EXERCISE BRIEF
Rewrite every one of the entries below with "report the location" replaced by "state the position", and leave all other wording unchanged.
● ● ● ●
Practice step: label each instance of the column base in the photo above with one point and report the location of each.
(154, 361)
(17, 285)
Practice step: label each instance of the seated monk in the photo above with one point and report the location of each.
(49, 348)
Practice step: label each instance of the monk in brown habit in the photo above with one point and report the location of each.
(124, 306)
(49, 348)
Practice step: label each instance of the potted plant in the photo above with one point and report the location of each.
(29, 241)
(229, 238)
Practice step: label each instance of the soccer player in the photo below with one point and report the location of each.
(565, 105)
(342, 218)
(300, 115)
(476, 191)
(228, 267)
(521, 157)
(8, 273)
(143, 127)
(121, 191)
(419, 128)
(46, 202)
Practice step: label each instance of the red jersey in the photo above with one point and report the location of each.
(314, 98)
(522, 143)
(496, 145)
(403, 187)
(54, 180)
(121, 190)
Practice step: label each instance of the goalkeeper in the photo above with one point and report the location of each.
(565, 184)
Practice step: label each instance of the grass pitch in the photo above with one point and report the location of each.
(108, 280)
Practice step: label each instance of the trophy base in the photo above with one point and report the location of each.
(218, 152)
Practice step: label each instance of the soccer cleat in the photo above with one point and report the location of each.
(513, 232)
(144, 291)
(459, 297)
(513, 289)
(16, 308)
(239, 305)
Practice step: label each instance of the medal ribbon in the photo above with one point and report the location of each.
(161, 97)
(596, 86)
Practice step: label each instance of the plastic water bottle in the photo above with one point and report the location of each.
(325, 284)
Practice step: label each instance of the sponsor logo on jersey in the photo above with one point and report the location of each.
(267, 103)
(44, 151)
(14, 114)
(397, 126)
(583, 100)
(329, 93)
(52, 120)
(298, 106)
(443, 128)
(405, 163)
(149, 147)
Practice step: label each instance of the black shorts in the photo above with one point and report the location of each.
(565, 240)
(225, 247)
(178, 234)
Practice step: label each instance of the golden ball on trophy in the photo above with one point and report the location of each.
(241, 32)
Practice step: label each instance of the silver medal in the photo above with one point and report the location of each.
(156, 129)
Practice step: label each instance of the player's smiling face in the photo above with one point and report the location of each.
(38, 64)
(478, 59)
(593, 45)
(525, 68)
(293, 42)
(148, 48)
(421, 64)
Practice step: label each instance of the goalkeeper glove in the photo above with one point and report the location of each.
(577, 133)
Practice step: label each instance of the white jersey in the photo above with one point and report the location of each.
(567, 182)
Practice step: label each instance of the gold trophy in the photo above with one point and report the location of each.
● ● ● ●
SOLVED PROBLEM
Practice step: label each instance of the column base in the photo above with one point and state the position of each.
(154, 361)
(17, 285)
Practice step: label each instance of the seated monk in the photo above with one point and state the position of each.
(49, 348)
Practice step: label each instance of the monk in brown habit in the photo above with one point and state the position of each.
(124, 306)
(49, 348)
Practice step: label each instance of the potted plant in the photo above with one point and state the position of each.
(29, 241)
(229, 238)
Practice step: label each instance of the soccer player in the photo below with one point and state the position of each.
(565, 105)
(342, 218)
(300, 115)
(476, 191)
(228, 267)
(521, 157)
(8, 273)
(143, 127)
(121, 191)
(419, 128)
(46, 202)
Practice step: label each instance of the red jersey in the photo above with one point and state the position of each.
(314, 98)
(522, 143)
(496, 145)
(403, 187)
(54, 180)
(121, 190)
Practice step: label each instance of the goalkeeper in the photo above with one point and state the position of each.
(565, 184)
Practice step: label each instance of the grass pitch in the photo above with one point and state the position of each.
(108, 280)
Practice step: label each instance of the trophy base in the photo above with one point and state the position of each.
(218, 152)
Practice step: label each instance of the soccer cleat in the photo above with one point and state the position of each.
(513, 232)
(144, 291)
(459, 297)
(513, 289)
(16, 308)
(239, 305)
Practice step: label each instance of the medal ribbon in the photo above with one point and state the position of each.
(161, 97)
(596, 86)
Practice step: label each instance of the plastic water bottle in the photo above with one point and state the position of each.
(325, 284)
Practice step: label each instance of the sponsor logo on jersey in the photo above with one point and state the position of each.
(267, 103)
(44, 151)
(14, 114)
(397, 126)
(583, 100)
(329, 93)
(52, 120)
(298, 106)
(443, 128)
(405, 163)
(149, 147)
Practice step: label each instance of the black shorts in the photo above with one point and state the position of each.
(565, 240)
(225, 247)
(178, 234)
Practice step: label each instance of the golden ball on trophy in the photo above with one point and state the position of each.
(241, 32)
Practice step: label each instance of the silver medal in the photo above with one point and state the position of each.
(156, 129)
Practice step: label each instance of the player's smiling face in the photo above with one point and state the position of each.
(38, 64)
(478, 59)
(593, 45)
(525, 68)
(293, 42)
(148, 48)
(421, 64)
Practice step: label each instance of the goalkeeper glove in the photo above with one point and state the position of each.
(577, 133)
Practice step: label each instance of the white jersey in the photo above with one point and state the position of each.
(567, 182)
Practice step: label each instance of the gold trophy in the photo above with one point and state the position of each.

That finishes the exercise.